[SOURCE MATERIAL Boundary: Start]

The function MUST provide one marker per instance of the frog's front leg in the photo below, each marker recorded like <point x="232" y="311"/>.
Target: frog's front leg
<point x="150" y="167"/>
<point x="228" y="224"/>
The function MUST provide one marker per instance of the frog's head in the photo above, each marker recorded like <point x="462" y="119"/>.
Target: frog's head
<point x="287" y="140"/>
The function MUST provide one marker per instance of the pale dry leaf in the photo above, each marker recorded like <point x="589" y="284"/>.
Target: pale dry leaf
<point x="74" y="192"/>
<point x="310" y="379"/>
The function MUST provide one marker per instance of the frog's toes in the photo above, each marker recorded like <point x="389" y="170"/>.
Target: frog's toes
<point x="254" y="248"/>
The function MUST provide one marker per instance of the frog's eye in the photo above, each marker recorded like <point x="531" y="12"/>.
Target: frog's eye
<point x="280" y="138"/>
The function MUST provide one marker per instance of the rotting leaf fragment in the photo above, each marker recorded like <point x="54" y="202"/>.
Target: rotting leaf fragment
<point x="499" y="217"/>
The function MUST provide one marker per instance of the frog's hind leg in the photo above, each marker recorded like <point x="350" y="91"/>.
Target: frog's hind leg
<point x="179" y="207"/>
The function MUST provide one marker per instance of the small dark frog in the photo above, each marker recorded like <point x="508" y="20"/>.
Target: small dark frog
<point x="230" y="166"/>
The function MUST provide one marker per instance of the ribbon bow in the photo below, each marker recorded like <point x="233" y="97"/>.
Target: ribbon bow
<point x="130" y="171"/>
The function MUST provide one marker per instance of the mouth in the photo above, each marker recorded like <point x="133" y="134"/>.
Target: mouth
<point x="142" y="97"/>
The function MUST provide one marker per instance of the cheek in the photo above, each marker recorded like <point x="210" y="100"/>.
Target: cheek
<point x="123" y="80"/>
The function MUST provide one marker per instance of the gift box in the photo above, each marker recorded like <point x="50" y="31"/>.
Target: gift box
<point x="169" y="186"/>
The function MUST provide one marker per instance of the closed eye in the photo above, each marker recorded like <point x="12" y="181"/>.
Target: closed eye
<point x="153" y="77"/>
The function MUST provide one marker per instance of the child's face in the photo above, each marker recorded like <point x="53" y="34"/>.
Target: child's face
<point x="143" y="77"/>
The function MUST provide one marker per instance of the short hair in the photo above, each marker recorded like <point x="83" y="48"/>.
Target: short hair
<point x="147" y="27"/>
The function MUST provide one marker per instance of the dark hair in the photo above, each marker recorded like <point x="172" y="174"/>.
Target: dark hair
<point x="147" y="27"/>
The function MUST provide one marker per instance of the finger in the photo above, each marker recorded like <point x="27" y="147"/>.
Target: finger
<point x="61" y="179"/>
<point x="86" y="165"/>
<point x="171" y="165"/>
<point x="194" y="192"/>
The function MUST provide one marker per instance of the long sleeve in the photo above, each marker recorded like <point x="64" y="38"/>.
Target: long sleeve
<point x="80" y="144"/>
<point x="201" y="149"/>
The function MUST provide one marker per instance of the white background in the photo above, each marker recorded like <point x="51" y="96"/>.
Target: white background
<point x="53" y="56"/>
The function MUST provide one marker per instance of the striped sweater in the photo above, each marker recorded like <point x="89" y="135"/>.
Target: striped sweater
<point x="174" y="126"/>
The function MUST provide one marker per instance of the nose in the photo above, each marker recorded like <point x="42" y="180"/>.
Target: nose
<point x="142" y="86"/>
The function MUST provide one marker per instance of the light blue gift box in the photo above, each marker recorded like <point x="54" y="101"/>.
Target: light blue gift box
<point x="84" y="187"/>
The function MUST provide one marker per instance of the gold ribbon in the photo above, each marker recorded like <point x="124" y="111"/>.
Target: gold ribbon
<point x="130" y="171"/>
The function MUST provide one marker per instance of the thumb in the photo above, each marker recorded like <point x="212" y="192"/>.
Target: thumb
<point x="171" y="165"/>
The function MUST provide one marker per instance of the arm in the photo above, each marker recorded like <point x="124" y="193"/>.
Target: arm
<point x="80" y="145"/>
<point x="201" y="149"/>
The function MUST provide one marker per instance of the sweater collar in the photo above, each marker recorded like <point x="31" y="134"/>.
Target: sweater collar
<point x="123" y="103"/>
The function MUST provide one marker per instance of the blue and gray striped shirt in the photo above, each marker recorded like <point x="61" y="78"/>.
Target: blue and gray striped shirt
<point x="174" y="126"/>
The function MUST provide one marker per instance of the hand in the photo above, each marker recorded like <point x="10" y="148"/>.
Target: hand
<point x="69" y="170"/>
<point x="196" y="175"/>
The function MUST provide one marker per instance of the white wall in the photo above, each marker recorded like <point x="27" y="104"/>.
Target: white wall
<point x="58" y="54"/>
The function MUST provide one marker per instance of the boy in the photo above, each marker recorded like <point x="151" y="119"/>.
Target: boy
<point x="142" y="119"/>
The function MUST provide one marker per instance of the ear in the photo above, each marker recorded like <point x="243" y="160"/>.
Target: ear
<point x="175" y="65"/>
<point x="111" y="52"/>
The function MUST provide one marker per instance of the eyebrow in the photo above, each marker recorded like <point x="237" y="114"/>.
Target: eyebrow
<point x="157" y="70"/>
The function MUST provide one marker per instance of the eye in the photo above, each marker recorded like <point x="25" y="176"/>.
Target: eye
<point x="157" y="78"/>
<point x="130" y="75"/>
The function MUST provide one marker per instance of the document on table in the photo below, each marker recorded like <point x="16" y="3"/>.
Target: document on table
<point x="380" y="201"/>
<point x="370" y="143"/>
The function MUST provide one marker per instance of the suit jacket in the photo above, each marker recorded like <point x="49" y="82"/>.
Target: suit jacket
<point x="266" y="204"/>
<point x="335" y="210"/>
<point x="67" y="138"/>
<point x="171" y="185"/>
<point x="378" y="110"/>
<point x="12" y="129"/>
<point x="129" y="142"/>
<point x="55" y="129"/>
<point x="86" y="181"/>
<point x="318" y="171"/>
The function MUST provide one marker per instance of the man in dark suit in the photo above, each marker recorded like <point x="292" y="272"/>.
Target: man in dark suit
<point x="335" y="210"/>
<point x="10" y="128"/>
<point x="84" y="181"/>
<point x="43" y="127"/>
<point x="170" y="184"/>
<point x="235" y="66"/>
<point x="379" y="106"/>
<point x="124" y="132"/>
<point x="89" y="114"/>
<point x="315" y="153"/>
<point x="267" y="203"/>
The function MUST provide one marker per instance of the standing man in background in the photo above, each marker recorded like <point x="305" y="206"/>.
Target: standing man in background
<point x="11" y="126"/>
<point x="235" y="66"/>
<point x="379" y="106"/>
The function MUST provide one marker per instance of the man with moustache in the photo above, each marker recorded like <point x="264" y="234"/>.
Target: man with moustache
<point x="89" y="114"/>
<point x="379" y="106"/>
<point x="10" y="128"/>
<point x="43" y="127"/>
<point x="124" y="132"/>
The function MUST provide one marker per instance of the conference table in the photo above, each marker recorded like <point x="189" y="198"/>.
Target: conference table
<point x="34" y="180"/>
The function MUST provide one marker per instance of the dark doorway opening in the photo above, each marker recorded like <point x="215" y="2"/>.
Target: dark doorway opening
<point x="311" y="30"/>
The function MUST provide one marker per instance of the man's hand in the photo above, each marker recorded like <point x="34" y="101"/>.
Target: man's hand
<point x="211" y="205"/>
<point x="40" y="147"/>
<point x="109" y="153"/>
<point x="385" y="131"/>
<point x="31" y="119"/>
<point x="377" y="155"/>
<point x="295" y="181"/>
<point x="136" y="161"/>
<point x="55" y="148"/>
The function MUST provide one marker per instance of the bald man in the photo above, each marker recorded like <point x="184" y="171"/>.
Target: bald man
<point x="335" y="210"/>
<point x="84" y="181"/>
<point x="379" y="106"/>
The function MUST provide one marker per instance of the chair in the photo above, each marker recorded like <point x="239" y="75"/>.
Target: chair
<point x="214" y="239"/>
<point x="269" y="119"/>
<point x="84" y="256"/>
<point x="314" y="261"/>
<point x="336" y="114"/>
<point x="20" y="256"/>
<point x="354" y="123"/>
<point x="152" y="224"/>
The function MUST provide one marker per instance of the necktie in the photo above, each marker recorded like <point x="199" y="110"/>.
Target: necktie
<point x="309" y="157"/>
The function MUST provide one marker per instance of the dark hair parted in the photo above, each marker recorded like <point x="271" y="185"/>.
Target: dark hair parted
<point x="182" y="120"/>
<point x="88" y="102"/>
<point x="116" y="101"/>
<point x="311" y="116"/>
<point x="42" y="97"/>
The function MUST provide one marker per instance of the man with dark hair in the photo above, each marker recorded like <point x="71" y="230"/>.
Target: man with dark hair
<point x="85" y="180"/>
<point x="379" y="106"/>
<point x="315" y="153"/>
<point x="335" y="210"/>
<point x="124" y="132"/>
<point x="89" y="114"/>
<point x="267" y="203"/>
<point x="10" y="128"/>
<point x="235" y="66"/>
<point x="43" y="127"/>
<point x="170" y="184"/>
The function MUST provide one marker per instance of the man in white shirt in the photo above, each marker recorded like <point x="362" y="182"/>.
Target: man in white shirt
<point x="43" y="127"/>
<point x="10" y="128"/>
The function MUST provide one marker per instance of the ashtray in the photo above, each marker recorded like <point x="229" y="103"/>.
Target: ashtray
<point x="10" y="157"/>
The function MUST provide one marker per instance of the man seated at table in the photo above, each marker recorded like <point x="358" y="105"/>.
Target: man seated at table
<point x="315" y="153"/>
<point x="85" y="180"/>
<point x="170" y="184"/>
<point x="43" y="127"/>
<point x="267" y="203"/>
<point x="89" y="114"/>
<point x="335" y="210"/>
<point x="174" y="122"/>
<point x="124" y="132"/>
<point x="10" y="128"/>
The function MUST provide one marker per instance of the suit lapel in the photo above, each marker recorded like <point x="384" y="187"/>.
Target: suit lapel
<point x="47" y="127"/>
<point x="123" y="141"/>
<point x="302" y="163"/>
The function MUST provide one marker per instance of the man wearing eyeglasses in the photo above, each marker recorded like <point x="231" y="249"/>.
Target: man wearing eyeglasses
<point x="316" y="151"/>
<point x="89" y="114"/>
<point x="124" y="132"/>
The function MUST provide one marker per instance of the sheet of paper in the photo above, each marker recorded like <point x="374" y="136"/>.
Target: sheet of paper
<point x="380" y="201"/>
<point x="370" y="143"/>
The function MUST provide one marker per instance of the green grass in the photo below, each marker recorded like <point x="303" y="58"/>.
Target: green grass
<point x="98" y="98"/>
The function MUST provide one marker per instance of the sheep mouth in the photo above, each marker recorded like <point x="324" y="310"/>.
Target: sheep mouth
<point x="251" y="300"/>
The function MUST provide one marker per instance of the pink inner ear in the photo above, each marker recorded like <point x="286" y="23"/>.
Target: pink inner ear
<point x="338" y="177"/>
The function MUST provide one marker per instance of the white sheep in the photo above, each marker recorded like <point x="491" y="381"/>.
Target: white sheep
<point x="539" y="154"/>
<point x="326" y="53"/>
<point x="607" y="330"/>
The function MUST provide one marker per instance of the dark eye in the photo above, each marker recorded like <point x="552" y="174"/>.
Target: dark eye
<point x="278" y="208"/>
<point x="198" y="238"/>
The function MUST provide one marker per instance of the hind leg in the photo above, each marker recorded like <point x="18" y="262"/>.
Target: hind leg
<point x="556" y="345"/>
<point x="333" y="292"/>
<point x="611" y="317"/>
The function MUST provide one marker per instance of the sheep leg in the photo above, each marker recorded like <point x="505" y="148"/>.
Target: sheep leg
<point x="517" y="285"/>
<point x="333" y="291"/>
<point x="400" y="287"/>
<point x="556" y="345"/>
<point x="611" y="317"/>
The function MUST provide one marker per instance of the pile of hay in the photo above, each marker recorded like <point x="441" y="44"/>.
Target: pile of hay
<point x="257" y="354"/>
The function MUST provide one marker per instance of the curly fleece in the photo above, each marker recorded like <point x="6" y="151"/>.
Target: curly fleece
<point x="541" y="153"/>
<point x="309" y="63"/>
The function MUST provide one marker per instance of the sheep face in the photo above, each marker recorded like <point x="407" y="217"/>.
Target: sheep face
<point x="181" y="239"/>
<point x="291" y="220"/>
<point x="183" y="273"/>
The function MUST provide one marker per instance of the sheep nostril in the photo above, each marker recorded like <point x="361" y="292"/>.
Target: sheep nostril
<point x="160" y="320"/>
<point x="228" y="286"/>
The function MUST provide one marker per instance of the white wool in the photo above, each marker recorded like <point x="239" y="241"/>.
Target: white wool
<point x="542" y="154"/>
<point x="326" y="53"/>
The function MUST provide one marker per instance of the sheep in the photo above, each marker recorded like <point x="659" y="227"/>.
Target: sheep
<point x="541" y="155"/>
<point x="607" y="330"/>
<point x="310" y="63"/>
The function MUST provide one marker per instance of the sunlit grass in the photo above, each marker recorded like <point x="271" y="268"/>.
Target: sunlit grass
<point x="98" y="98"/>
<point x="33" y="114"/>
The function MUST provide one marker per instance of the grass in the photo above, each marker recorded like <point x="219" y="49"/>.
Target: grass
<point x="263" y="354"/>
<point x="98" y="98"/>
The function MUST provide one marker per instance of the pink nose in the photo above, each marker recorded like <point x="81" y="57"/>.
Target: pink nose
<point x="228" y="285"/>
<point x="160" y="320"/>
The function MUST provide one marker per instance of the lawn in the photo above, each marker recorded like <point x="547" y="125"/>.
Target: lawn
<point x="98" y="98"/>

[SOURCE MATERIAL Boundary: End]

## EXERCISE OBJECTIVE
Identify every line above that includes the word "below", and show those lines.

## FINISHED EXERCISE
The function MUST provide one marker per instance of the frog's front leg in the photo below, each marker recorded like <point x="232" y="311"/>.
The function MUST provide one marker per instance of the ribbon bow in the photo below, each marker recorded like <point x="233" y="97"/>.
The function MUST provide one marker per instance of the document on table in the photo below, each marker recorded like <point x="16" y="3"/>.
The function MUST provide one marker per instance of the green grass in the photo below, each marker recorded like <point x="303" y="58"/>.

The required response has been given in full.